### 指示内容
以下の資料のうち、「Presence query: does the above image contain any cobblestone」を含む行から資料の末尾までの範囲を、「問い」と「答え」の2列からなるCSV形式に直してください。1件につき1行とし、それぞれの値は改行を空白に置き換えたうえで、引用符で囲んだ1つのフィールドに収めてください。

### 抽出データ
————
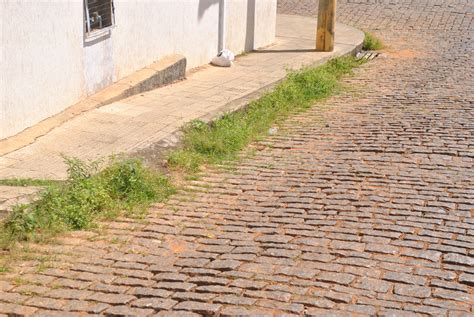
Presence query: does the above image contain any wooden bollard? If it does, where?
[316,0,336,52]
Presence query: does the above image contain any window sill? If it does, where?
[85,25,115,43]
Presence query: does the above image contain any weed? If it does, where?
[362,32,384,51]
[0,178,61,187]
[0,158,174,248]
[168,57,362,173]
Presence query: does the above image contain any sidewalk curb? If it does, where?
[135,41,363,160]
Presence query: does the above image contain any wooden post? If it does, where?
[316,0,336,52]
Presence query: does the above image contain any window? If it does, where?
[84,0,115,34]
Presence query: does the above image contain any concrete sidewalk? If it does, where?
[0,15,363,179]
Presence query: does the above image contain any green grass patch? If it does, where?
[362,32,384,51]
[0,158,174,249]
[168,57,362,172]
[0,178,61,187]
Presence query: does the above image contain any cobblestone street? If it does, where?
[0,0,474,317]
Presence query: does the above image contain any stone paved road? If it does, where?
[0,0,474,317]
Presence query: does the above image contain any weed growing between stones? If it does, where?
[362,32,384,51]
[0,158,174,249]
[168,57,362,172]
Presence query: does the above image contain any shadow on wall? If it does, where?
[245,0,256,52]
[198,0,256,52]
————
### 問題の解答
問い,答え
"Presence query: does the above image contain any cobblestone street? If it does, where?","[0,0,474,317]"
"Presence query: does the above image contain any stone paved road? If it does, where?","[0,0,474,317]"
"Presence query: does the above image contain any weed growing between stones? If it does, where?","[362,32,384,51] [0,158,174,249] [168,57,362,172]"
"Presence query: does the above image contain any shadow on wall? If it does, where?","[245,0,256,52] [198,0,256,52]"